■ **EXERCISE TASKS**
1. Copy the passage on the Gambia women's national football team from "The Gambia women's" up to and including "on women's football.".
2. In the passage on the Gambia women's national football team, which side did the Gambia face in the second round of qualifying for the 2018 Africa Cup of Nations?
3. Go on with the passage on the Gambia women's national football team from the point where it ends.
-- Begin SELECTION --
The Gambia women's national football team represents the Gambia in international women's football. It is governed by the Gambia Football Federation. As of December 2019, it has only competed in one major international competition, the 2018 Africa Women Cup of Nations qualification. The Gambia has two youth teams, an under-17 side that has competed in FIFA U-17 Women's World Cup qualifiers, and an under-19 side that withdrew from regional qualifiers for an under-19 World Cup. The development of a national team faces challenges similar to those across Africa, although the national football association has four staff members focusing on women's football.

History

The team
In 1985, few countries had women's national football teams. While the sport gained popularity worldwide in later decades, the Gambia's national team only played its first game in 2007. That game was not FIFA-recognized.

The Gambian Senior National Team's first appearance at a major event occurred in April 2018 when they lost a 1–2 result at Burkina Faso in the opening round of qualifying for the 2018 Africa Cup of Nations. In the second leg of the fixture, the Gambia produced a 2–1 victory of their own. As the results of both legs were identical, a penalty shoot-out was required to determine which squad would advance. The Gambia converted all five of its penalty kicks, and advanced to the second round of qualifying. The Gambia drew the defending Cup of Nations champions Nigeria as their second round opponent. They failed to score against the Super Falcons, and were eliminated from the tournament with a 0–7 aggregate line.

The country did not have a FIFA-recognised youth national team until 2012, when the Gambia under-17 women's team competed in Confederation of African Football qualifiers for the FIFA U-17 World Cup, to be held in Azerbaijan in September 2012. The Gambia fielded a team of 24 players, narrowed from an initial pool of 49 young women. Two girls from the SOS Children’s Village Bakoteh were chosen as a members of the team. The Gambia first played Sierra Leone in a pair of qualifying matches for the tournament. The Gambia won the first match 3–0 in Banjul, the Gambia's capital. The return match was delayed for 24 hours and played in Makeni. The Gambia beat Sierra Leone 4–3 to qualify for the final round. The Gambia then beat Tunisia 1–0 at home and won 2–1 in the away fixture. Adama Tamba and Awa Demba scored the Gambia's goals. Tunisia's only goal was a Gambian own goal. The win qualified the Gambia for the 2012 Azerbaijan World Cup.

The Gambia also has an under-19 team that was to play in the 2002 African U-19 Women's Championship. That Gambian squad's first match was to be against Morocco, but the team withdrew from the competition.

Background and development
The development of women's football in Africa faces several challenges, including limited access to education, poverty amongst women, inequalities and human rights abuses targeting women. Funding is another issue impacting the game in Africa, where most financial assistance comes from FIFA and not national football associations. Another challenge is the retention of football players. Many women footballers leave the continent to seek greater opportunity in Europe or the United States.
-- End SELECTION --
-- Begin INFORMATION SUPPLIED --
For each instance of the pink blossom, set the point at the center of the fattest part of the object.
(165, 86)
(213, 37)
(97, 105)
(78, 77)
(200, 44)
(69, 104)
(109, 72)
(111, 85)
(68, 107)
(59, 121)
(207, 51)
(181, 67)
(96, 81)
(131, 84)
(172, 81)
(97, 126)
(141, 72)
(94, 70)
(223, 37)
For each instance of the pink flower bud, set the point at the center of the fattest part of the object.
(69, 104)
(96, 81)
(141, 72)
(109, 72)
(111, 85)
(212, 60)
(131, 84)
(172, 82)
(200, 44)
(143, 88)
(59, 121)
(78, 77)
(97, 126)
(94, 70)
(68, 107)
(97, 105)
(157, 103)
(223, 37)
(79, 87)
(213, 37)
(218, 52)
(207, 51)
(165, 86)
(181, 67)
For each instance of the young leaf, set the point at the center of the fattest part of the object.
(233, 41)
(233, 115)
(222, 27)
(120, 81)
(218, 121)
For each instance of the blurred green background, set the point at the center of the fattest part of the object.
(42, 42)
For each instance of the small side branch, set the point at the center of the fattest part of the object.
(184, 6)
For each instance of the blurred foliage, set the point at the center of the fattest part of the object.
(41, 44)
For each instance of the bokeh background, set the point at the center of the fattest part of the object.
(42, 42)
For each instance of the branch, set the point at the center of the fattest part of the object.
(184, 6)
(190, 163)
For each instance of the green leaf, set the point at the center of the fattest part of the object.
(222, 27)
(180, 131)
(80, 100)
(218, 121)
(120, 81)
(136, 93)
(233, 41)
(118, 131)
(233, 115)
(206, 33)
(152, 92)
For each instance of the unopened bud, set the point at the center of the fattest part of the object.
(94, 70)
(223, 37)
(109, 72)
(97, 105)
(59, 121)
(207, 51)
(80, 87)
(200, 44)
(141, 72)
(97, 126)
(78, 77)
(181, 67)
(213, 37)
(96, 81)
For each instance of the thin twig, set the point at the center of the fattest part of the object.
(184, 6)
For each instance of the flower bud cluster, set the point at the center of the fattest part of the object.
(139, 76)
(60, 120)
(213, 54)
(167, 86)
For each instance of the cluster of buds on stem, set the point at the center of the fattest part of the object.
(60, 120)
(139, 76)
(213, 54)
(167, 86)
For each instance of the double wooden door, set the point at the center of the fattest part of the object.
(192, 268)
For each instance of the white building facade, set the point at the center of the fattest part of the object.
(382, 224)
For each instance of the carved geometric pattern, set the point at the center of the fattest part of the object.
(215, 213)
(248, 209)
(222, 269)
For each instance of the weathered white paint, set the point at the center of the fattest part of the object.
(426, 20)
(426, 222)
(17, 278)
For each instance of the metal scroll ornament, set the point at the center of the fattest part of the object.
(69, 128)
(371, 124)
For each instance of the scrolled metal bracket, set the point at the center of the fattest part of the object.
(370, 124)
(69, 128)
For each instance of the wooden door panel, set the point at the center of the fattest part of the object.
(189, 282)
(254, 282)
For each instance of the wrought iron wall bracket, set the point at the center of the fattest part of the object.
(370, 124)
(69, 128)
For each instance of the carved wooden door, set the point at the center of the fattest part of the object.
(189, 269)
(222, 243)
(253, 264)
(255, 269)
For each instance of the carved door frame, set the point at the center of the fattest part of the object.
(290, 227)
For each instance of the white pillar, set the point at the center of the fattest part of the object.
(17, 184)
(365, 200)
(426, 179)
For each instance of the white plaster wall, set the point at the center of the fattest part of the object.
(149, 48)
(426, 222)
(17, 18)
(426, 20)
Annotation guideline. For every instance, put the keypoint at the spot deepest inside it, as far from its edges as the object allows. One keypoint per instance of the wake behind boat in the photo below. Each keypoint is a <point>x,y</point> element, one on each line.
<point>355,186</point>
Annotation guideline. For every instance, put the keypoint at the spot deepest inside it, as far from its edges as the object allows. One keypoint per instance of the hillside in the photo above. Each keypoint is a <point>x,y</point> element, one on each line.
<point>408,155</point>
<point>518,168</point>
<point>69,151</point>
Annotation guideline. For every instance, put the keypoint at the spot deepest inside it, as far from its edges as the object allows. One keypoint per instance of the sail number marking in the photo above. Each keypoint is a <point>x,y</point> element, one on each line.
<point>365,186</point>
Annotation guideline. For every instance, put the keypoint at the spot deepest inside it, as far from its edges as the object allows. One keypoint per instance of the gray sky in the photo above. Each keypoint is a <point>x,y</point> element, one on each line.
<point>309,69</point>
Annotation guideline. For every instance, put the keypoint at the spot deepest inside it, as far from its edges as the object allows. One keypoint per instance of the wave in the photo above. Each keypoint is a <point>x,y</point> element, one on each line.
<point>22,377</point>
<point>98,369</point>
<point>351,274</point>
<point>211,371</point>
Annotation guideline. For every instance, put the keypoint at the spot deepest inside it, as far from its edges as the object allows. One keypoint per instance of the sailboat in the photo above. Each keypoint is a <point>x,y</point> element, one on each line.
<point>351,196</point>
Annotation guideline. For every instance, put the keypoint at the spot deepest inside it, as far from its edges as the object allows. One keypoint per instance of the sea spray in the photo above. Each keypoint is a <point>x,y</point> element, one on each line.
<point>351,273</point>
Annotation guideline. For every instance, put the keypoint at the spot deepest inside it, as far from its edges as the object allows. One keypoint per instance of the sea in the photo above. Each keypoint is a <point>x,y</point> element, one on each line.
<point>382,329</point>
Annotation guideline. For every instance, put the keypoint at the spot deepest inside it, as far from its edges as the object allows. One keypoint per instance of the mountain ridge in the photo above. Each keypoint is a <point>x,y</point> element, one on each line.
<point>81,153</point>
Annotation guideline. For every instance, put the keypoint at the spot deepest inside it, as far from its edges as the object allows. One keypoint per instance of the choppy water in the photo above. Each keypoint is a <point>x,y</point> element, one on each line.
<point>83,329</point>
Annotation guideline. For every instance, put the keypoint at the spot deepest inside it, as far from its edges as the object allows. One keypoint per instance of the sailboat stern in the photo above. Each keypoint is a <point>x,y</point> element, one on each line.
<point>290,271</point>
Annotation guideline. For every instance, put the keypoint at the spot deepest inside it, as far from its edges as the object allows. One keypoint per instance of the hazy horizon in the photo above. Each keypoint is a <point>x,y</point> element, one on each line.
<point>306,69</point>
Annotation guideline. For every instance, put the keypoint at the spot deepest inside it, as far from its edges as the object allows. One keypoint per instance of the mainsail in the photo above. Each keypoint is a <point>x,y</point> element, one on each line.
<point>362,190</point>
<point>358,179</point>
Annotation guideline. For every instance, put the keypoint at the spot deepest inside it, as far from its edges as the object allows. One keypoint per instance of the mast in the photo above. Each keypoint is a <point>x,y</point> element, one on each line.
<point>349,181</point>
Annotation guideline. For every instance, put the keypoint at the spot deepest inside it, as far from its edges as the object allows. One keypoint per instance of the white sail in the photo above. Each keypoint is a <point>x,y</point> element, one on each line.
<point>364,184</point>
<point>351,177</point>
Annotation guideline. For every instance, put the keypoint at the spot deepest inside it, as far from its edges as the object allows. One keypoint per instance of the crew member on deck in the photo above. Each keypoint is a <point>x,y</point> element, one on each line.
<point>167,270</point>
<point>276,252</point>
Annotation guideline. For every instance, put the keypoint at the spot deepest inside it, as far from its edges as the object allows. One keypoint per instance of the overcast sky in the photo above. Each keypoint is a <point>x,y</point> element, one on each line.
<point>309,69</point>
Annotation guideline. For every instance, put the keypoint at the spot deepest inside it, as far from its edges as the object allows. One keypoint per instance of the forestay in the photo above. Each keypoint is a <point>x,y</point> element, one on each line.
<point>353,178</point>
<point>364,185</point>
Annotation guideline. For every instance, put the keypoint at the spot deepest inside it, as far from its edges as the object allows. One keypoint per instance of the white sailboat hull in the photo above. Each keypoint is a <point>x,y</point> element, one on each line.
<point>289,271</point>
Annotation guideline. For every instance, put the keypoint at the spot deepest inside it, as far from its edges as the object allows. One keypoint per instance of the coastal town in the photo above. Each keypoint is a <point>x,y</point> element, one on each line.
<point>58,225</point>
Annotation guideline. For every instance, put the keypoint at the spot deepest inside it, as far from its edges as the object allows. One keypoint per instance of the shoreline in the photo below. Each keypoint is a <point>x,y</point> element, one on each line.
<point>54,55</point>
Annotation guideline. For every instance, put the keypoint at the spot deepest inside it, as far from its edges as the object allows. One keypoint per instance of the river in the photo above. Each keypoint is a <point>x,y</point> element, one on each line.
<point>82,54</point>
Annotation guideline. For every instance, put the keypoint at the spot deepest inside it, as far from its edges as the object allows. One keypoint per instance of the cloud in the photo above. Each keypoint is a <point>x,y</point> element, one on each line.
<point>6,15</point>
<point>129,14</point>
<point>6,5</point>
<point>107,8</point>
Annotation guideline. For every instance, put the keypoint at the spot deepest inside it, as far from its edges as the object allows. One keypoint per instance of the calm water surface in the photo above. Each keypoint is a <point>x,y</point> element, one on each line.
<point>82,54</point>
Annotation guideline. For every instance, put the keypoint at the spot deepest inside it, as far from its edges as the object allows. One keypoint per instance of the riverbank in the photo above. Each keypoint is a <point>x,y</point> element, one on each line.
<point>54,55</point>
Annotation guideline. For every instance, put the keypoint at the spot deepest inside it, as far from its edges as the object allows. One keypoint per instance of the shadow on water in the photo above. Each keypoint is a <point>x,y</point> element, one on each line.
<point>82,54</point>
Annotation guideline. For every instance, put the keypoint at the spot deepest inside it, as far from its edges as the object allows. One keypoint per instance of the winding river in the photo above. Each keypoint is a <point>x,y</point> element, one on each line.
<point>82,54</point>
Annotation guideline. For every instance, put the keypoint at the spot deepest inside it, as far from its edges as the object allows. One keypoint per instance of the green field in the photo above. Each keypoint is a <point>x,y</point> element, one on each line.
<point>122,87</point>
-- End INFORMATION SUPPLIED --
■ **RESPONSES TO THE EXERCISE**
1.
The Gambia women's national football team represents the Gambia in international women's football. It is governed by the Gambia Football Federation. As of December 2019, it has only competed in one major international competition, the 2018 Africa Women Cup of Nations qualification. The Gambia has two youth teams, an under-17 side that has competed in FIFA U-17 Women's World Cup qualifiers, and an under-19 side that withdrew from regional qualifiers for an under-19 World Cup. The development of a national team faces challenges similar to those across Africa, although the national football association has four staff members focusing on women's football.

2. Nigeria, the defending Cup of Nations champions.

3.
Gambia's national football association was founded in 1952, and became affiliated with FIFA in 1968. Football is the most popular women's sport in the country, and was first played in an organized system in 1998. A national competition was launched in 2007, the same year FIFA started an education course on football for women.
Competition was active on both the national and scholastic levels by 2009. There are four staffers dedicated to women's football in the Gambia Football Association, and representation of women on the board is required by the association's charter.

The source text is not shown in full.